[Source document]
+++
Empty files are files that are zero bytes. They contain nothing. We use the command-line tool ‘find’ to locate empty files or directories. For example, the command ‘find . -empty’ will list all empty directories or files. To limit this search to just files, add ‘-type f.’ You may have a reason for keeping empty files and directories. We typically do not, and find they create visual clutter for the preservationist. Moving them to an ‘Excluded’ directory or deleting them reduces that clutter.

While handling born-digital manuscripts, it is common to come across numerous system files, which often serve vital functions for software and operating systems, but may not be significant to the collection. Our typical approach relies on our intuition about what constitutes a system or software file, based on file types and locations, and we generally exclude these from our attention. This intuitive approach has served us well, but there are more structured and systematic ways to weed such files. Dalhousie University, for example, uses specialized tools that draw from the National Software Reference Library’s (NSRL) Reference Data Set.20 This dataset allows them to compare the checksums of the files in their collections against known system files. This method offers a robust and automated way of excluding recognized system files from further scrutiny or archival action. The benefit of using the NSRL’s Reference Data Set is its extensive database, ensuring that a wide variety of system files, across many versions and variations of software, are effectively identified and can be set aside.21 It’s also worth noting that certain digital forensics tools come pre-integrated with such filtering features. For example, the Forensic Toolkit (FTK) incorporates “Known File Filter” capabilities.22 These tools can automatically identify and flag system files, simplifying the process and reducing the chance of manual oversight.

Identify files that require intervention to access and recommend an appropriate preservation action (e.g., creating a migrated copy in a more stable file format).

After identifying our primary files of interest, our next significant steps evaluate the files’ accessibility.

1. Using Tools for File Identification

Our starting point is file format identification (if this hasn’t already been done). For this, we use Siegfried,23 an instrumental tool that assists us in pinpointing file formats—whether it’s a WordPerfect document, a JPEG image, or a PDF. Siegfried works by using file format signatures, a unique sequence of bytes at the beginning of a file used to identify the file’s format and type and comparing these signatures to existing databases such as the National Archives UK’s PRONOM technical registry.24 Siegfried fits well into our workflows and is easily automated because it is a command-line tool. We can run it on a whole collection without clicking on each file, and the output is also machine-readable. Siegfried is also built into the aforementioned brunnhilde tool. However, not every file can be precisely identified, particularly older formats that don’t have a discernible signature. Yet, in these circumstances, we employ our instincts to deduce a file’s type. Insights from the file’s age, its contextual environment, or even its naming convention often guide our judgment.
+++
[Exercise tasks]
**1.** Answer these about the preservation text:
(a) What must be added to the command 'find . -empty' to limit the search to files?
(b) Whose Reference Data Set do Dalhousie University's specialized tools draw from?
(c) Which technical registry is given as a database that Siegfried compares file format signatures against?
**2.** Return the stretch of the preservation text from "Identify files that" through "the files’ accessibility.", copied word for word.
The items that follow have no connection to the preservation text.

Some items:
+++
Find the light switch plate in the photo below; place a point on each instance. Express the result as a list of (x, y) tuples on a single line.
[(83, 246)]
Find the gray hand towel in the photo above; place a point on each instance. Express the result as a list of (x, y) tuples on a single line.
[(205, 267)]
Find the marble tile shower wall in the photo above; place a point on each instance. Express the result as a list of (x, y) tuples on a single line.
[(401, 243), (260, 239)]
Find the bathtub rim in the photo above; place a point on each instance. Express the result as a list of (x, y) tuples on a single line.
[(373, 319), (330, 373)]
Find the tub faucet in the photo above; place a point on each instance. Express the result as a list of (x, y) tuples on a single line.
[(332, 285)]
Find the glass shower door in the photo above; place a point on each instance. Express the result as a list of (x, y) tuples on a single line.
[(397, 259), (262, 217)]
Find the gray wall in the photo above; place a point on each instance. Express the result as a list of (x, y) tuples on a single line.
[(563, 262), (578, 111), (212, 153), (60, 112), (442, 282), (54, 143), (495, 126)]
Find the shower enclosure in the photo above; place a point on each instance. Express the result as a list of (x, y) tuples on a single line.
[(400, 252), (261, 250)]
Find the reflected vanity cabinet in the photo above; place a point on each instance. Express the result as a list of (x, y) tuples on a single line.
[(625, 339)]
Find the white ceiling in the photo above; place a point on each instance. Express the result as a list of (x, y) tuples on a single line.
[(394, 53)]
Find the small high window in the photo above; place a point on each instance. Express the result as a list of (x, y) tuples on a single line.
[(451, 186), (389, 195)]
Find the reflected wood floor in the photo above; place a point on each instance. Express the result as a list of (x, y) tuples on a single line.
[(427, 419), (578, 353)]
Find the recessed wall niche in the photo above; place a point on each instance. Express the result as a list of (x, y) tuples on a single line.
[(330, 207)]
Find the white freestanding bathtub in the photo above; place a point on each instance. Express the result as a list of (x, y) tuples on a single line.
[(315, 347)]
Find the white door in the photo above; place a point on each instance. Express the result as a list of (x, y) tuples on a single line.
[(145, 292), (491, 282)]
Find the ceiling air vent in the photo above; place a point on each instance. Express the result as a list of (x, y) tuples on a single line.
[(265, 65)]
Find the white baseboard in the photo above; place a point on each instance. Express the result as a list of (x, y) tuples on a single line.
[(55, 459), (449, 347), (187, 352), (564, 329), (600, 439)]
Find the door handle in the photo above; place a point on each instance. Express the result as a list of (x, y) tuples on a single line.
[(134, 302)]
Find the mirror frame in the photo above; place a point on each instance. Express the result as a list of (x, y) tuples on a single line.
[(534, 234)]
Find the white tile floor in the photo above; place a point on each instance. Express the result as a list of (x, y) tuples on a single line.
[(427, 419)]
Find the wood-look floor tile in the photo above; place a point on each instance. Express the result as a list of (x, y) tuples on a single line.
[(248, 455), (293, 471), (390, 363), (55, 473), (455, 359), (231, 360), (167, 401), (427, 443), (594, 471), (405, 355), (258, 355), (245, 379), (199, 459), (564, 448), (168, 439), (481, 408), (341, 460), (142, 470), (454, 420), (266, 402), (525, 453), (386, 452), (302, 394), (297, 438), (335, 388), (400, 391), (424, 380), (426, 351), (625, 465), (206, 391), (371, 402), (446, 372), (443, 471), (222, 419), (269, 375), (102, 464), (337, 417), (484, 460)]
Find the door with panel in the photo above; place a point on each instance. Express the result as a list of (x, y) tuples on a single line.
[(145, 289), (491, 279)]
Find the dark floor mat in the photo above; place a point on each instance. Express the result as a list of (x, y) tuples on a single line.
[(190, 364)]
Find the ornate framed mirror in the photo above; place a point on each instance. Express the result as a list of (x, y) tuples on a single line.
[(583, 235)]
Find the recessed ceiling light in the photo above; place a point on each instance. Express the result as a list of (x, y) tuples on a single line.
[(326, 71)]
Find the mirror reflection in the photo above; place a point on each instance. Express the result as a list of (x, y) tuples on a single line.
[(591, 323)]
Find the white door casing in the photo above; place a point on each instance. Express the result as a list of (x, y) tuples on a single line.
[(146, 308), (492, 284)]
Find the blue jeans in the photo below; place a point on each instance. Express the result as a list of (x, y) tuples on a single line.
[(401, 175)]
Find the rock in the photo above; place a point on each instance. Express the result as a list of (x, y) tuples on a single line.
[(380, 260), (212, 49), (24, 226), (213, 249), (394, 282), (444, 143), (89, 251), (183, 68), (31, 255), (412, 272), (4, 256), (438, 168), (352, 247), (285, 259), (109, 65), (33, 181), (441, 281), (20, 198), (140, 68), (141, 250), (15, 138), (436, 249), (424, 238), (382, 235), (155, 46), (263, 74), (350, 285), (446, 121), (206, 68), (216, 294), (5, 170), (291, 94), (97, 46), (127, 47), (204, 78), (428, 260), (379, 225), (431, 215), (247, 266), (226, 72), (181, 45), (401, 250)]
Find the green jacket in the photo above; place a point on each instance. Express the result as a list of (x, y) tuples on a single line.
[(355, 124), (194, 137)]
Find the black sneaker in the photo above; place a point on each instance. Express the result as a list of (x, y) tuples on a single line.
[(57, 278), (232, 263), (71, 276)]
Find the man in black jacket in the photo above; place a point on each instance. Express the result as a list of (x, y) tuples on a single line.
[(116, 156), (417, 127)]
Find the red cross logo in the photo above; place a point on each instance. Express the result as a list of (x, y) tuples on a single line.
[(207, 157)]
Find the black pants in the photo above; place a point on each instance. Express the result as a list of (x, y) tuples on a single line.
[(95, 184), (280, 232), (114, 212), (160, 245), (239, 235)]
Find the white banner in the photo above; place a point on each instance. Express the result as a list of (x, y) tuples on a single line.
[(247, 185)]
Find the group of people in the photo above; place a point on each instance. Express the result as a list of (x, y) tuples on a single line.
+++
[Answers below]
**1.**
(a) -type f
(b) The National Software Reference Library's (NSRL)
(c) The National Archives UK's PRONOM technical registry

**2.**
Identify files that require intervention to access and recommend an appropriate preservation action (e.g., creating a migrated copy in a more stable file format).

After identifying our primary files of interest, our next significant steps evaluate the files’ accessibility.